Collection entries
--- START ---
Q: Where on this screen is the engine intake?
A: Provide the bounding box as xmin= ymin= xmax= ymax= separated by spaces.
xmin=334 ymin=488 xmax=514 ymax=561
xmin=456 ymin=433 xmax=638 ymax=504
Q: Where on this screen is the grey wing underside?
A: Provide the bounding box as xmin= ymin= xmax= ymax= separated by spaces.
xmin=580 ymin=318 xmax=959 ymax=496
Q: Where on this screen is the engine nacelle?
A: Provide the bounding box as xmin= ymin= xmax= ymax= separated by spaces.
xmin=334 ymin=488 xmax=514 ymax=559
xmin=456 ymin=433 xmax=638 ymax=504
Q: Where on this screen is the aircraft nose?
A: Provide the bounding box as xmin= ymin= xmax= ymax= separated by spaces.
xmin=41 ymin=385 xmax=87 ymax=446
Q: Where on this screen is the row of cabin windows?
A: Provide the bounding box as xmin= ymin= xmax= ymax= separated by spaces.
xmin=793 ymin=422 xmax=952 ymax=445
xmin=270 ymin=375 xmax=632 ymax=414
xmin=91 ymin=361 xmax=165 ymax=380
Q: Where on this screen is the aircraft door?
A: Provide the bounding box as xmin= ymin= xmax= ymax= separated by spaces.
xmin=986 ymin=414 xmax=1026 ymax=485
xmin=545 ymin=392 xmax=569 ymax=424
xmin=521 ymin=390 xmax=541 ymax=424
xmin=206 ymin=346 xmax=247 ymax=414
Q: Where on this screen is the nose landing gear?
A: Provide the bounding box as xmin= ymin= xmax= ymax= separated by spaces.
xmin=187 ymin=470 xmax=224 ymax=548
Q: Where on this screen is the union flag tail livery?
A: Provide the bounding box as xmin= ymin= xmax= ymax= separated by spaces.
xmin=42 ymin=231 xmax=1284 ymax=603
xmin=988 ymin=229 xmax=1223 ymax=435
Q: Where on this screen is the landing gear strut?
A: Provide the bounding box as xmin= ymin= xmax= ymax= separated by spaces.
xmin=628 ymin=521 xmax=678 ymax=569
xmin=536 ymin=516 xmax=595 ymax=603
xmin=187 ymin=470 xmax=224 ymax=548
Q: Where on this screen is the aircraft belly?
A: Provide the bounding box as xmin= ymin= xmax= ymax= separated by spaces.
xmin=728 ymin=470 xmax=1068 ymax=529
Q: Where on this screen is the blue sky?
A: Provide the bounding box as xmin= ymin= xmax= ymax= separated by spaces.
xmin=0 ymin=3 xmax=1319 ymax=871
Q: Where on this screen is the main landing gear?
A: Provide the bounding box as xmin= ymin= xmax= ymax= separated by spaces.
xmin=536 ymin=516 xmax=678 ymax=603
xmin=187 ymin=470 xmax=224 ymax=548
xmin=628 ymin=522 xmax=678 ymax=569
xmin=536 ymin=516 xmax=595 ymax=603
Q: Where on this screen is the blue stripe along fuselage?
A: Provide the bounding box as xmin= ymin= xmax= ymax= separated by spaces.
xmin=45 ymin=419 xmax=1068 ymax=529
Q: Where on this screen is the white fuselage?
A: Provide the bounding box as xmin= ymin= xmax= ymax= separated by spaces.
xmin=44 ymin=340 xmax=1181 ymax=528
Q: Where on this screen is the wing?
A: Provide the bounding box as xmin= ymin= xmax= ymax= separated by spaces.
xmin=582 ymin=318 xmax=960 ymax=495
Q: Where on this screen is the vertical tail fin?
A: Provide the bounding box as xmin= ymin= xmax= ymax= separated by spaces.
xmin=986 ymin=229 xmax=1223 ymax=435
--- END ---
Set task: Please rewrite the lines above as a numbered list, leaving out any blank lines.

Response:
1. Q: Where on this screen is the engine intake?
2. A: Provide the bounding box as xmin= ymin= xmax= ymax= separated by spaces.
3. xmin=334 ymin=488 xmax=514 ymax=561
4. xmin=456 ymin=433 xmax=638 ymax=504
5. Q: Where on this screen is the grey wing underside?
6. A: Provide the bounding box as xmin= ymin= xmax= ymax= separated by spaces.
7. xmin=580 ymin=318 xmax=959 ymax=496
8. Q: Where on this screen is the engine nacelle?
9. A: Provide the bounding box as xmin= ymin= xmax= ymax= separated by spaces.
10. xmin=334 ymin=488 xmax=514 ymax=559
11. xmin=456 ymin=433 xmax=638 ymax=504
12. Q: Where on this screen is the aircraft nose?
13. A: Provide the bounding box as xmin= ymin= xmax= ymax= separated by spaces.
14. xmin=41 ymin=385 xmax=87 ymax=446
15. Q: Where on this screen is the row of cabin windows?
16. A: Provide the bounding box as xmin= ymin= xmax= ymax= separated by spaces.
17. xmin=793 ymin=422 xmax=952 ymax=445
18. xmin=270 ymin=375 xmax=632 ymax=414
19. xmin=91 ymin=361 xmax=165 ymax=380
20. Q: Where on this screen is the aircraft door?
21. A: Provide the bounding box as xmin= ymin= xmax= ymax= separated by spaces.
22. xmin=986 ymin=414 xmax=1026 ymax=485
23. xmin=545 ymin=392 xmax=569 ymax=424
24. xmin=521 ymin=390 xmax=541 ymax=424
25. xmin=206 ymin=346 xmax=247 ymax=414
26. Q: Where on this screen is the nose landing gear?
27. A: Provide the bounding box as xmin= ymin= xmax= ymax= separated by spaces.
28. xmin=187 ymin=470 xmax=224 ymax=548
29. Q: Where on this screen is the union flag tail livery?
30. A: Provide the bounding box as xmin= ymin= xmax= ymax= separated by spaces.
31. xmin=42 ymin=231 xmax=1284 ymax=603
32. xmin=988 ymin=229 xmax=1223 ymax=435
33. Q: Where on this screen is the landing gear strut?
34. A: Provide the bounding box as xmin= ymin= xmax= ymax= separated by spaces.
35. xmin=628 ymin=521 xmax=678 ymax=569
36. xmin=536 ymin=516 xmax=595 ymax=603
37. xmin=187 ymin=470 xmax=224 ymax=548
38. Q: Where on this screen is the aircraft belly?
39. A: Provide the bounding box as xmin= ymin= xmax= ymax= separated by spaces.
40. xmin=728 ymin=470 xmax=1068 ymax=529
41. Q: Where on this screen is the blue sky?
42. A: Provide the bounding box as xmin= ymin= xmax= ymax= separated by spaces.
43. xmin=0 ymin=3 xmax=1319 ymax=871
44. Q: Where on this screen is the main landing gear?
45. A: Provide the bounding box as xmin= ymin= xmax= ymax= separated by spaces.
46. xmin=536 ymin=516 xmax=678 ymax=603
47. xmin=187 ymin=470 xmax=224 ymax=548
48. xmin=628 ymin=522 xmax=678 ymax=569
49. xmin=536 ymin=516 xmax=595 ymax=603
50. Q: Where on this screen is the blue stripe along fuselage?
51. A: Provide the bounding box as xmin= ymin= xmax= ymax= separated by spaces.
52. xmin=45 ymin=419 xmax=1068 ymax=529
53. Q: Where on this screen is the white fuselage?
54. A: Provide the bounding box as xmin= ymin= xmax= ymax= separated by spaces.
55. xmin=44 ymin=340 xmax=1181 ymax=528
56. Q: Where on this screen is the wing?
57. A: Provide the bounding box as xmin= ymin= xmax= ymax= separated by spaces.
58. xmin=582 ymin=318 xmax=960 ymax=495
59. Q: Where on this screen is the vertical tail fin?
60. A: Provide the bounding box as xmin= ymin= xmax= ymax= separated by spaces.
61. xmin=986 ymin=229 xmax=1223 ymax=435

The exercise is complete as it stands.